**Exercise objective**
In the article on the construction labor market, how many more unfilled openings were construction firms trying to fill in 2018 than in the previous year?

**Document extract**
"""

State of the Construction Labor Market: What Firms Need To Know

by:
on January 18, 2019

The construction industry is in a weird place right now:

Spending on construction projects has surpassed a trillion dollars in recent years, and the construction software market is expected to reach $1.8 billion in 2022.

Yet, despite these statistics showing promising growth, the construction labor market is in bad shape. Construction labor is undergoing a major shortage right now, as these statistics show:

construction labor market numbers infographic

(Source: Bureau of Labor Statistics)

The reality is that skilled construction workers are hard to come by, but you have an opportunity to overcome these construction labor shortage statistics by investing in affordable technology and developing creative hiring and training practices.

If you don’t take these actions, you either risk missing out on projects because your bigger competitors can use their extensive resources to grab the best workers, or you will fail to stay on time and on budget because of your labor situation—or worse, both.

1. Unfilled Job Openings Are Exploding

The Statistics: The Bureau of Labor Statistics shows the number of unfilled construction jobs is steadily growing, with firms trying to fill 73,000 more openings in 2018 compared to the previous year.

"""

**Recorded information**
"""

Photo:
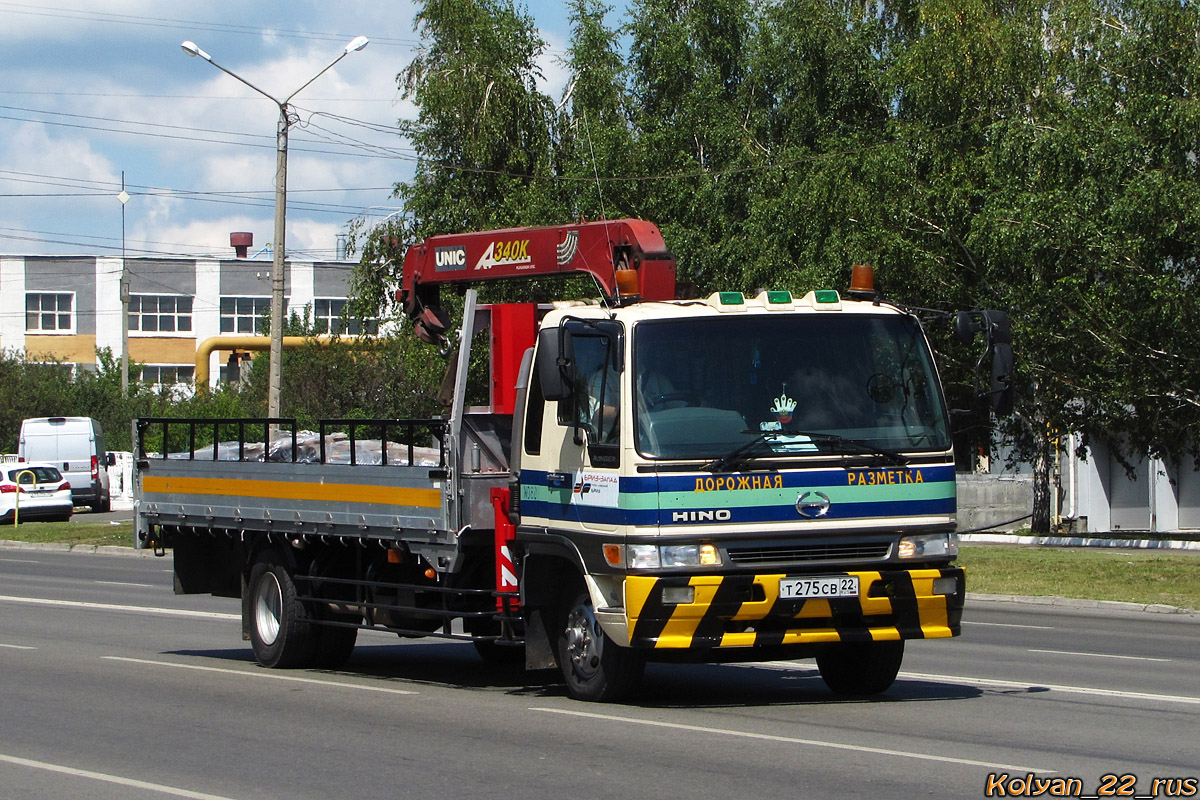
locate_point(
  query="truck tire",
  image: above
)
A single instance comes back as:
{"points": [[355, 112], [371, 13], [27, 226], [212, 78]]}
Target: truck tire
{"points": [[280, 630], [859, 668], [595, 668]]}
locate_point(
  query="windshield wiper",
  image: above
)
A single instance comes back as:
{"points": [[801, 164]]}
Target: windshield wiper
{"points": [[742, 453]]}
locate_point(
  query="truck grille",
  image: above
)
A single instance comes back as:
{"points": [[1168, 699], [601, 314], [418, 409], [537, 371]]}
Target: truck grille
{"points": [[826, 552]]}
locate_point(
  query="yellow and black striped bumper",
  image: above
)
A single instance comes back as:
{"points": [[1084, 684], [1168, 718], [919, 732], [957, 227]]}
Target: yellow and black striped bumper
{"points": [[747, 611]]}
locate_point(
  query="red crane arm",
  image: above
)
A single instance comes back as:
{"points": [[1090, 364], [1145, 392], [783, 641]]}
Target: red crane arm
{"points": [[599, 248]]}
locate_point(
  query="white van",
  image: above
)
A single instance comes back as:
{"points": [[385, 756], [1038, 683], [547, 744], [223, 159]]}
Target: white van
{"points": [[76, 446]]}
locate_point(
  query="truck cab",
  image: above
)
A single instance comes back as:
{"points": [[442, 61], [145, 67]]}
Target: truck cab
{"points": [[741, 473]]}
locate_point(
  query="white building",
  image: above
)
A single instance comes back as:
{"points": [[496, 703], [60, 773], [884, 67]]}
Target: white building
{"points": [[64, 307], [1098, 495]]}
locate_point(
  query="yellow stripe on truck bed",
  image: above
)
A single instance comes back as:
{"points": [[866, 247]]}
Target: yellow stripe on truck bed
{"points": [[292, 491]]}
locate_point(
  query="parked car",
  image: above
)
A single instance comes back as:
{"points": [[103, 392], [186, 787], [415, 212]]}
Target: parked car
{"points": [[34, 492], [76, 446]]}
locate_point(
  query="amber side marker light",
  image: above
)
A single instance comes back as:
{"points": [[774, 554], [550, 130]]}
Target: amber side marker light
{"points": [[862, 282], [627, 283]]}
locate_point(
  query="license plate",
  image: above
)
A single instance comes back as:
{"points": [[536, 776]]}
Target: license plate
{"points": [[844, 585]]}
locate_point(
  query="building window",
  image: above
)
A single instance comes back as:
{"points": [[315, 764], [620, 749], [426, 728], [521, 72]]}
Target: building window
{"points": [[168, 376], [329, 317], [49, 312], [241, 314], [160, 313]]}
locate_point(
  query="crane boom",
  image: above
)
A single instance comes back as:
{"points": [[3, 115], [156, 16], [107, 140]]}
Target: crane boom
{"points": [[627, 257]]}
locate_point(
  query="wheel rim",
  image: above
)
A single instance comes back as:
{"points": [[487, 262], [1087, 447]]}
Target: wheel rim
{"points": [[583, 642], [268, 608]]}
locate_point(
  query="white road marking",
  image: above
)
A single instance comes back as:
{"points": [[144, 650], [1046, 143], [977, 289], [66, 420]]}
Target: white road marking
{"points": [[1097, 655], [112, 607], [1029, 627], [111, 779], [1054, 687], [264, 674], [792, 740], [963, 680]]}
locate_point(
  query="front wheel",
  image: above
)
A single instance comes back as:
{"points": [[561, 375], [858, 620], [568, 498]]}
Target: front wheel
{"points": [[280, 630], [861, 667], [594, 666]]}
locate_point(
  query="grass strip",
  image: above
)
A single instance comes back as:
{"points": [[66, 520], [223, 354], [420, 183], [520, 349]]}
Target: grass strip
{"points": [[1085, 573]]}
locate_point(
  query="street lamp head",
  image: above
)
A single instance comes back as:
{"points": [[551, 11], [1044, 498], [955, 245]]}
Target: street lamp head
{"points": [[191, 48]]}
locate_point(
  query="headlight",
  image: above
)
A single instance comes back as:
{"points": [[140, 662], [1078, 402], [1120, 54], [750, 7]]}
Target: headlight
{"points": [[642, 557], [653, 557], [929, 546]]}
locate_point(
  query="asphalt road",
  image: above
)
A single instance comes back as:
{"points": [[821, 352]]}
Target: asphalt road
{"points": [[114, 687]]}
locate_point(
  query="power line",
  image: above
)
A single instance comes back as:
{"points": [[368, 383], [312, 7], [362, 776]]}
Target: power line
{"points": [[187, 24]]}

"""
"""

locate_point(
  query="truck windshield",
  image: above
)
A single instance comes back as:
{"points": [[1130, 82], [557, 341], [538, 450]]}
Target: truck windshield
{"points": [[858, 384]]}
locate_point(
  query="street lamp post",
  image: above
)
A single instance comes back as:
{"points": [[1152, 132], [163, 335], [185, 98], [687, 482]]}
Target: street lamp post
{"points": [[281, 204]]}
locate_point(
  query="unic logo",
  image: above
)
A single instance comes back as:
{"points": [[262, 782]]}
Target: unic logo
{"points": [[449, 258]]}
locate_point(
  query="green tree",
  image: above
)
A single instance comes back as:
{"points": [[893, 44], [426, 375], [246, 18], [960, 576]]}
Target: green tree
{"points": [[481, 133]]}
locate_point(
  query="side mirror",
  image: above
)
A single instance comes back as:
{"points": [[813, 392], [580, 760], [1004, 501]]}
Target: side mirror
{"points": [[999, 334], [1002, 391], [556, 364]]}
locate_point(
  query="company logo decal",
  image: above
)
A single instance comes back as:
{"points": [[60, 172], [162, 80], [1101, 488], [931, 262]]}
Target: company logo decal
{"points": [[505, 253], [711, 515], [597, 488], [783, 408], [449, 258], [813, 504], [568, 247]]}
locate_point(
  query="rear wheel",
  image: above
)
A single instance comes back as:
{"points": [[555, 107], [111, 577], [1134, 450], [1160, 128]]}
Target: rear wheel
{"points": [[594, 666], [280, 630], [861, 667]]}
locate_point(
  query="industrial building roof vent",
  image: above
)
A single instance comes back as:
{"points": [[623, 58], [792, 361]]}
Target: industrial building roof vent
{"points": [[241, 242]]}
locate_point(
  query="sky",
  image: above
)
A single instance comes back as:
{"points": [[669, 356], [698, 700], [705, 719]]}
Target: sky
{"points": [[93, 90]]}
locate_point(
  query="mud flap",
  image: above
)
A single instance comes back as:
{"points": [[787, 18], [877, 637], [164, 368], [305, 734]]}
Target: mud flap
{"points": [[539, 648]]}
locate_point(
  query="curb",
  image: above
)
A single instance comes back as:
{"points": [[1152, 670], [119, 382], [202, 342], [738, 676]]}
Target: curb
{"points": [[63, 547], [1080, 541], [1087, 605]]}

"""

**Problem solution**
73,000